(Bounding box annotation lines)

---

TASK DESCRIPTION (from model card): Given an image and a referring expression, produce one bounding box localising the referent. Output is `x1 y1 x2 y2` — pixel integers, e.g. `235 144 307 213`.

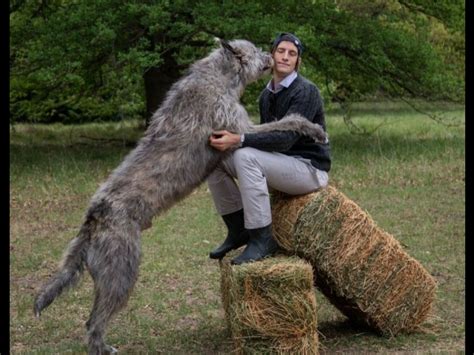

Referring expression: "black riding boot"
209 209 249 259
231 224 279 265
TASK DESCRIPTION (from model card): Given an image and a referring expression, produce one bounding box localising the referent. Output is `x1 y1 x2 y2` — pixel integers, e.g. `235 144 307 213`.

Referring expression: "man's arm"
242 87 324 152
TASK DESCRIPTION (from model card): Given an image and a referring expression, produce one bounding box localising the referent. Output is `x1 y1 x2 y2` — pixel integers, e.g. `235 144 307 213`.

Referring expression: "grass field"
10 103 465 354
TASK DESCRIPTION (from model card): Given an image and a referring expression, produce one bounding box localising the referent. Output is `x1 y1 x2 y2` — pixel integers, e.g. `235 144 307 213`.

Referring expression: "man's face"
273 41 298 76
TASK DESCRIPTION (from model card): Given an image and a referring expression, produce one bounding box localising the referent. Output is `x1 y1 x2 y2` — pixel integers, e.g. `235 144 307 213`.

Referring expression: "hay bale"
220 256 318 354
272 186 436 335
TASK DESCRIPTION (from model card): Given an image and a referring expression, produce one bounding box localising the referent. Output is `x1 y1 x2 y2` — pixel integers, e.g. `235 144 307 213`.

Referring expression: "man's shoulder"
291 74 321 97
295 74 319 91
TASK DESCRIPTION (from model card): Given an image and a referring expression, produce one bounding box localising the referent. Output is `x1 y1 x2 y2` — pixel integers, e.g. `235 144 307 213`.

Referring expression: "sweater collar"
267 71 298 94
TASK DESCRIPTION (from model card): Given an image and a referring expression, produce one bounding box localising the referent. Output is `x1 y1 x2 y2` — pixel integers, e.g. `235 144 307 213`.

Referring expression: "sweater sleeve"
242 87 322 152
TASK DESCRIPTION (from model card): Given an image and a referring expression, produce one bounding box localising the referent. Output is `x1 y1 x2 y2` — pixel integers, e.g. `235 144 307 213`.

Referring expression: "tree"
10 0 464 122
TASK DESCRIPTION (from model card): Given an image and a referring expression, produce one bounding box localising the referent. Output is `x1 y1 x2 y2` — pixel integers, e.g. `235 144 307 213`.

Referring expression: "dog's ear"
219 39 239 55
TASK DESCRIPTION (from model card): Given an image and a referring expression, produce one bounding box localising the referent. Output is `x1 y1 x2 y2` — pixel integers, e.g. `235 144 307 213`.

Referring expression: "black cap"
272 32 304 56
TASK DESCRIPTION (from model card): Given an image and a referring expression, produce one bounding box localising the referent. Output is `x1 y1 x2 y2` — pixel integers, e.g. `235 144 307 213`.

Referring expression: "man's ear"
220 39 238 55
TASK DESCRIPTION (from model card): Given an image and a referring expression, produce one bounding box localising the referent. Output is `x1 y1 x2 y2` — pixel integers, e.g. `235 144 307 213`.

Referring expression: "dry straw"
220 256 318 354
272 186 436 335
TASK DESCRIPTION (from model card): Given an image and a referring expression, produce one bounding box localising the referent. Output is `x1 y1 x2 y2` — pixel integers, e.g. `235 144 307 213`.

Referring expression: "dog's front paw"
311 123 329 143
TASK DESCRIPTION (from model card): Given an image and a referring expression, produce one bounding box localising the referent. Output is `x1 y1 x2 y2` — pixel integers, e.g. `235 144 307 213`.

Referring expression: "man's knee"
233 147 258 167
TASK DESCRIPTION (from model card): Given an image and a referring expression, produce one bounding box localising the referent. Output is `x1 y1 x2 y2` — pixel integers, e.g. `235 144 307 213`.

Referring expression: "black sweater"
242 74 331 171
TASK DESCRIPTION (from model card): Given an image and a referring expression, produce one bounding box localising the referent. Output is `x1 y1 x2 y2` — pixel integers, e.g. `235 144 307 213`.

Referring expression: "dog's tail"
34 221 90 317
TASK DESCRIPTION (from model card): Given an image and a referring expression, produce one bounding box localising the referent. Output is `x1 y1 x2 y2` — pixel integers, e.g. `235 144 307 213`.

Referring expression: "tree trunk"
143 55 180 127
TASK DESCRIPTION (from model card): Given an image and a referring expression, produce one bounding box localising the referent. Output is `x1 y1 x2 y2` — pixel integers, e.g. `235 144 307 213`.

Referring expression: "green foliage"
10 0 464 122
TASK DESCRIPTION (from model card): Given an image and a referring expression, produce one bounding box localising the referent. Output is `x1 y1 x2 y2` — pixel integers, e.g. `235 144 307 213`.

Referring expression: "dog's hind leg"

---

Repeat every line above word for word, but leave the pictures out.

TASK DESCRIPTION (from model card): Given an image and a referring expression, produce one bounding box localising the referent. Output is `x1 y1 x2 y2` — pixel integers, e.g. `235 144 307 213`.


Referring expression: "black riding boot"
209 209 249 259
231 224 279 265
TASK DESCRIPTION (from model card): Given an image and a referring expression, produce one bounding box localising the referent. Output is `x1 y1 x2 y2` — pixel integers, e.g. `235 144 307 213`.

Referring expression: "man's arm"
242 87 324 152
TASK DESCRIPTION (from model card): Given an image and a referring expression, produce one bounding box localising the referent. Output is `x1 y1 x2 y2` — pixel integers, e.g. `235 144 307 213`.

Referring expression: "grass field"
10 103 465 354
TASK DESCRIPTION (from model card): Given an image and a referring expression, produce one bounding box localising the referent. Output is `x1 y1 x2 y2` — pixel integers, e.g. `235 144 307 213`.

Referring expression: "man's face"
273 41 298 76
TASK DESCRIPTION (from model card): Given an image and a referring expression, produce one bounding box localising the referent. Output is `x1 y1 x2 y2` — pixel integers, e.g. `235 144 307 213`.

Referring expression: "hay bale"
220 256 318 354
272 186 436 335
TASK DESCRIPTION (from model card): Given an image and a referring expression, produce one bounding box localising the referent. Output is `x1 y1 x2 y2` — pixel integers, e.g. `235 144 307 213`.

Referring expression: "man's shoulder"
291 74 321 97
295 74 319 91
TASK DESCRIPTION (from model card): Given an image and a referring expression, produce one bounding box localising the referent. Output is `x1 y1 x2 y2` — pixel integers, e.g. `235 144 307 213`.

Referring expression: "sweater collar"
267 71 298 94
TASK DESCRIPTION (from model card): Given an image and a referring expression, produce one bounding box localising the referent. Output is `x1 y1 x2 y2` — pixel integers, e.g. `235 144 307 213`.

Referring expression: "sweater sleeve"
242 87 322 152
TASK DESCRIPTION (from model card): Given an image and a referring expression, produce one bounding box localising the referent. Output is `x1 y1 x2 y2` — pixel integers, e.g. `235 144 307 213`.

Referring expression: "tree"
10 0 464 122
TASK DESCRIPTION (from model card): Given an image and a referring expression, produce one bounding box localising the referent. Output is `x1 y1 x2 y2` — pixel integers, e.g. `235 144 307 213`.

Referring expression: "dog's ear"
219 39 239 55
TASK DESCRIPTION (from model card): Given an image and a referring expression, produce one bounding box localising the referent. Output is `x1 y1 x2 y2` — pixel integers, e.g. `235 144 307 213`.

Referring expression: "black cap"
272 32 304 56
TASK DESCRIPTION (from model card): Given an image and a referring expression, produce one bounding box localising the referent. Output is `x1 y1 x2 y2` — pixel integers, e.g. `235 144 307 213`.

Referring expression: "man's ear"
220 39 238 55
TASK DESCRIPTION (from model card): Given an image and a referring expression, produce one bounding box localising the referent. Output is `x1 y1 x2 y2` — pixel integers, e.g. `235 144 307 213`.

Referring expression: "dry straw"
220 256 318 354
272 186 436 335
TASK DESCRIPTION (from model card): Given an image and a referring expression, produce one bounding box localising the referent. Output is `x1 y1 x2 y2` — pixel integers, e.g. `235 144 307 213`.

Referring expression: "dog's front paw"
311 123 329 143
TASK DESCRIPTION (from model card): Given an image and a referring expression, produce one bounding box localising the referent. Output is `x1 y1 x2 y2` — pixel integers, e.g. `235 144 307 213`.

Referring expression: "man's knee"
233 147 258 167
TASK DESCRIPTION (from model card): Given an image and a referring expression, produce one bounding box localising the referent. Output is `x1 y1 x2 y2` — pixel integers, e.g. `235 144 307 213`.

Referring expression: "black sweater"
242 74 331 171
TASK DESCRIPTION (from model card): Given an image and a referring expression, produce one bounding box localising the referent. Output is `x1 y1 x2 y2` — pixel integers, e.g. `235 144 307 213`.

Referring expression: "dog's tail"
34 221 90 317
TASK DESCRIPTION (from model card): Given an image and a referring expression, produce one bounding box localising the referent. Output is `x1 y1 x2 y2` — pixel integers, e.g. `235 144 307 213`.

Referring expression: "tree trunk"
143 55 180 127
TASK DESCRIPTION (from model card): Given an image and a referring expression, produce one bounding box localising the referent. Output is `x1 y1 x2 y2` — pixel integers, e.g. `235 144 307 213`.

Referring expression: "green foliage"
10 0 464 122
TASK DESCRIPTION (from model card): Given an image and a referring expression, produce one bounding box localising the referent. Output is `x1 y1 x2 y2` — pixel integers, e.g. `235 144 307 213`.

Referring expression: "dog's hind leg"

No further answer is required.